Aim -
Tally the lines of the material below that contain the string "beige", treating case as significant, and give only the resulting number.

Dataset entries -
---*---

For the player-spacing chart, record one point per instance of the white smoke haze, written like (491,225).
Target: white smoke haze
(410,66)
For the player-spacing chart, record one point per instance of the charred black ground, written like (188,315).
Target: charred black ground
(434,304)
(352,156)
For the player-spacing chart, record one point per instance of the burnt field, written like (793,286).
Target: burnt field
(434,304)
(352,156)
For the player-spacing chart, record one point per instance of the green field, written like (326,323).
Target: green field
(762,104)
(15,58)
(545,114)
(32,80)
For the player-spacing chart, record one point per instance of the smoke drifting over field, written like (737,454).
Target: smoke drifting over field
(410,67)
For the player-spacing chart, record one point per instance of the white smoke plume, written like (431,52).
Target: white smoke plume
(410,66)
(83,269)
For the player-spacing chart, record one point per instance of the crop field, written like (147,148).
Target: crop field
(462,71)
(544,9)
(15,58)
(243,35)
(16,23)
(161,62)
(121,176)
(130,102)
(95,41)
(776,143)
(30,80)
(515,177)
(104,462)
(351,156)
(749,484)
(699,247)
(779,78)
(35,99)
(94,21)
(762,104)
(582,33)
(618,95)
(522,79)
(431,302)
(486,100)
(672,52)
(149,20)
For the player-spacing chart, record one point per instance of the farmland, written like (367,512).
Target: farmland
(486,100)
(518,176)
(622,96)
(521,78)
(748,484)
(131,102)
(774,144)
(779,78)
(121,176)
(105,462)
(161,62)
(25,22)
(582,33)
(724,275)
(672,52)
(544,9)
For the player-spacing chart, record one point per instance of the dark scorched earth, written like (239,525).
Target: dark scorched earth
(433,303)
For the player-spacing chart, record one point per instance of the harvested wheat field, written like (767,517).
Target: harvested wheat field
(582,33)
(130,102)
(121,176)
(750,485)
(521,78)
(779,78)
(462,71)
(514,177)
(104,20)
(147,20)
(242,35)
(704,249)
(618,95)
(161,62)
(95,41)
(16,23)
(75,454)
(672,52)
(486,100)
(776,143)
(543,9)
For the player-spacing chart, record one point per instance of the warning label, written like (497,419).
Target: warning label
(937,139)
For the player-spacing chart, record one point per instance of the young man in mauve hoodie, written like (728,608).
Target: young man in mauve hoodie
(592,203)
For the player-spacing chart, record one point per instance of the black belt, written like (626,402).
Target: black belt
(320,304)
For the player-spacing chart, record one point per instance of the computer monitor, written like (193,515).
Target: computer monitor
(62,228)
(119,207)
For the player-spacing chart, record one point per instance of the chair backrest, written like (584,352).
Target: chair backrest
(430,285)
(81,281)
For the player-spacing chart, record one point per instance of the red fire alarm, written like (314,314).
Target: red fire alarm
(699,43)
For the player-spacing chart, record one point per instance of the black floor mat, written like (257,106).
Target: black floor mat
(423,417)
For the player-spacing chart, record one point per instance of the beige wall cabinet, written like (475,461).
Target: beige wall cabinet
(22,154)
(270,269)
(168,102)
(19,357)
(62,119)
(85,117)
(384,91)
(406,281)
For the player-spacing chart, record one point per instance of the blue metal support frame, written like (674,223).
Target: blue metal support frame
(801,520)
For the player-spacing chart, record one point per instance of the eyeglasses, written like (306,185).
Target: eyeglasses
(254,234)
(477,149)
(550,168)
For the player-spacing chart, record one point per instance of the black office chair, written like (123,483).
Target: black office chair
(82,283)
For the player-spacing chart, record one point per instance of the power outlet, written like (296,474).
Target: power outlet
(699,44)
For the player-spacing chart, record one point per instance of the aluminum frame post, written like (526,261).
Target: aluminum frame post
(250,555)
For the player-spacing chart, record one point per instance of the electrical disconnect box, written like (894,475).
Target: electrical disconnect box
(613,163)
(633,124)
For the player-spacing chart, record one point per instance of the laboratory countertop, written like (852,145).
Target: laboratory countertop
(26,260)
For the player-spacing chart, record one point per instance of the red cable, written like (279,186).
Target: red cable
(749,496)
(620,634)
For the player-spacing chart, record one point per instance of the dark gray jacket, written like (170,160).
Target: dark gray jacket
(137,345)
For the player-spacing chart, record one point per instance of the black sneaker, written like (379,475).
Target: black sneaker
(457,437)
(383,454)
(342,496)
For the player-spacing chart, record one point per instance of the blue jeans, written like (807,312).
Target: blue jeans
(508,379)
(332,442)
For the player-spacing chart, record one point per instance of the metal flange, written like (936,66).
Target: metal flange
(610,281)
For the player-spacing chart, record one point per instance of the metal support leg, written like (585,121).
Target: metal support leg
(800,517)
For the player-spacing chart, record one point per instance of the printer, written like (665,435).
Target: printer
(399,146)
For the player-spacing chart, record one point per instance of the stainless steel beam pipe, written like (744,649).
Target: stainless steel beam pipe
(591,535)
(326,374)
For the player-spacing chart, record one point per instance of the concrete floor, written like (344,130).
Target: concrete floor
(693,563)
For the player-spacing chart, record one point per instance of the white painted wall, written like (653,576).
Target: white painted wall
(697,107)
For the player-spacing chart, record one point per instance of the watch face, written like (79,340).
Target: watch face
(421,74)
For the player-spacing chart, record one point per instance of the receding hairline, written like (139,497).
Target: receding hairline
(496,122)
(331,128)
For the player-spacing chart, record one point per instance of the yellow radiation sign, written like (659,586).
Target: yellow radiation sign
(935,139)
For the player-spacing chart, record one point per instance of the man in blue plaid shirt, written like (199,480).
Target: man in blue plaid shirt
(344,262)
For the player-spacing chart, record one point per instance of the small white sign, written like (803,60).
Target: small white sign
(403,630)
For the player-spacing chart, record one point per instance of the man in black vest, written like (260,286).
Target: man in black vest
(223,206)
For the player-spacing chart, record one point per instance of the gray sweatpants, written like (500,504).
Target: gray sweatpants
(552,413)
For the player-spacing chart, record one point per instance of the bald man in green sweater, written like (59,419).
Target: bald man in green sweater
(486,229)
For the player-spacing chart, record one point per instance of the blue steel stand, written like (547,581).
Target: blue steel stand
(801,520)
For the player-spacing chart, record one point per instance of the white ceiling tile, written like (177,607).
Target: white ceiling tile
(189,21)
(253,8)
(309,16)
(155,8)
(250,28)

---*---

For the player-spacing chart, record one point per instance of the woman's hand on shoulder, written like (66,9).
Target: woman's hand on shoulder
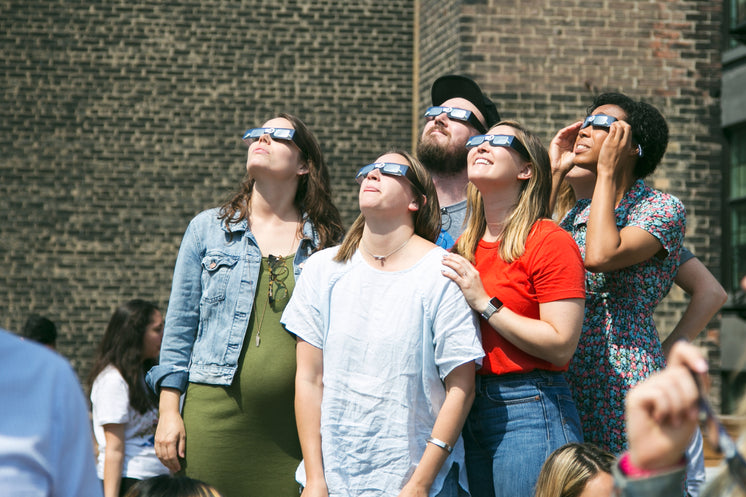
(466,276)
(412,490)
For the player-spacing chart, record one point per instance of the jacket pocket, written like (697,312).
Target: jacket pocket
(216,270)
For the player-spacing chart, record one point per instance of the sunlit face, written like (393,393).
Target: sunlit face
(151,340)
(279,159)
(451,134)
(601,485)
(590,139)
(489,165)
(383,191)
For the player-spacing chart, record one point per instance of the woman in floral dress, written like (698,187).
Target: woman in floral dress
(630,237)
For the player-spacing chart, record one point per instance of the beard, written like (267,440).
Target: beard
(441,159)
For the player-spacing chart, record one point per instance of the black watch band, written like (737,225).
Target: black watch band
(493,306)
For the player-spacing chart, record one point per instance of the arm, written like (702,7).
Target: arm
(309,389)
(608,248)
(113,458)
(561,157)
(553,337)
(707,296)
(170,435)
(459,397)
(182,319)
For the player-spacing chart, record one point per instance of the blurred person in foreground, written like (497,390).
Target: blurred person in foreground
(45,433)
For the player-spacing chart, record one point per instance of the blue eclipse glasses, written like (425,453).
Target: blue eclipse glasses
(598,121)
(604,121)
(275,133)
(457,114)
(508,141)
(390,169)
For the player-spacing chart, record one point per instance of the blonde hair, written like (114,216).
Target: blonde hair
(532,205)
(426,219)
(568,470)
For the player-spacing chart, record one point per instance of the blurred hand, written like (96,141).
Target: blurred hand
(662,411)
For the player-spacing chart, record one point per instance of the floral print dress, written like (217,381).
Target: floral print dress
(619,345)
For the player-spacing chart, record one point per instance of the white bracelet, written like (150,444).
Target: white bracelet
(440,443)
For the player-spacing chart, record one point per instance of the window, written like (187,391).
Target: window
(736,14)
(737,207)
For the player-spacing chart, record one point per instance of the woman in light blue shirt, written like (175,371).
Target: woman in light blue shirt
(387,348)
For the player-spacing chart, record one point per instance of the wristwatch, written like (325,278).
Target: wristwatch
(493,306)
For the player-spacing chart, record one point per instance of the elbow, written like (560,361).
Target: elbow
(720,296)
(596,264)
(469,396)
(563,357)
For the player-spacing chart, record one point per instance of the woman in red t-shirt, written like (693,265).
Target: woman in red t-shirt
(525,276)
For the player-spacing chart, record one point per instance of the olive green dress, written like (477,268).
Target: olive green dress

---*---

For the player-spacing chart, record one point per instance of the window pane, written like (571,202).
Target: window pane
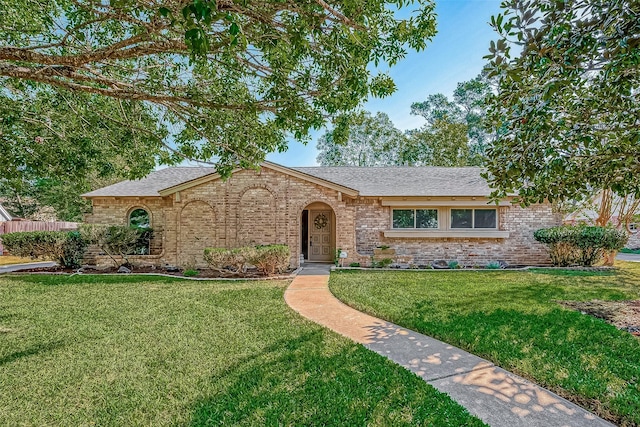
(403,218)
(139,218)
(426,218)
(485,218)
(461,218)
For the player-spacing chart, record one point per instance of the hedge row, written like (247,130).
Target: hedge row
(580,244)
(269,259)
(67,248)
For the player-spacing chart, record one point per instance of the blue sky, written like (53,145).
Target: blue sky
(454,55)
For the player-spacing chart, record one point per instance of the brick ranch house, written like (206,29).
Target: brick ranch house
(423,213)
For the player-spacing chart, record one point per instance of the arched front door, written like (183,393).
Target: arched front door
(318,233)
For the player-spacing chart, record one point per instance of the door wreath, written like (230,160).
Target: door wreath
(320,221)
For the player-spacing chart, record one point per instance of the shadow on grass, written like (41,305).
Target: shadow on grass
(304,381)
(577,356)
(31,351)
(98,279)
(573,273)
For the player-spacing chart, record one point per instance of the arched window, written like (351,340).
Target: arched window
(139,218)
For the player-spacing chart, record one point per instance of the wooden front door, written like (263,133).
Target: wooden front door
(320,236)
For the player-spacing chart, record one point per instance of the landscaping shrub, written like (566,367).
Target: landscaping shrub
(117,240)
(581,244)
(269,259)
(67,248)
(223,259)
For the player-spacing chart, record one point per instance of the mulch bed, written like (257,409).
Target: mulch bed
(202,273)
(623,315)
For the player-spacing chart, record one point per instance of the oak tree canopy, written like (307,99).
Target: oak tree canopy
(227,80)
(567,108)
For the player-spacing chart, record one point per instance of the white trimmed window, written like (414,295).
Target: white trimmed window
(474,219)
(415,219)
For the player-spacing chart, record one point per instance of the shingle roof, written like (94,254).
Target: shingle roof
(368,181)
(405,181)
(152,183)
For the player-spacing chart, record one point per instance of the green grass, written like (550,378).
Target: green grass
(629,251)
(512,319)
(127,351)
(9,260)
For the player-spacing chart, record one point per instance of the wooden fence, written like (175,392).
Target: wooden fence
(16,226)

---*---

Solution -
2